Your assignment ->
Please state how many deaths heart disease causes in the United States each day, according to the heart disease passage below.

Passage to read ->

=== Section Start ===

As every February is American Heart Month, we should take a moment to consider our cardiovascular risks. Heart disease is responsible for one out of every four deaths in the United States to the tune of 2,200 every day. It is the leading cause of death for African Americans, Hispanics and whites. Those at greater risk of coronary heart disease are individuals with high blood pressure, elevated cholesterol and smokers. For those with diabetes, the risk further significantly increases. Over half of our population has at least one of these health problems.
The most common form of heart disease is coronary artery disease. As cholesterol plaques build up in the arteries that serve the heart, the vessels narrow and blood supply diminishes. Sometimes producing chest pain or pressure, this angina may be the first indication that heart disease exists. Over time, this poor circulation may weaken the heart muscle leading to failure of the pump known as heart failure. Another outcome may cause irregularities of the heart rate or arrhythmia. The most common presentation, however, is that of a heart attack. Otherwise known as a myocardial infarction, the plaque formation causes a clot in the artery and blocks the vessel, damaging the heart muscle downstream of the blockage.

=== Section End ===

Data excerpt ->

=== Section Start ===

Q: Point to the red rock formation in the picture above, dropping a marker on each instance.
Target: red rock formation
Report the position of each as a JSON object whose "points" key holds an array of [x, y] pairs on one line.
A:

=== Section End ===

Task result ->
2,200 deaths every day.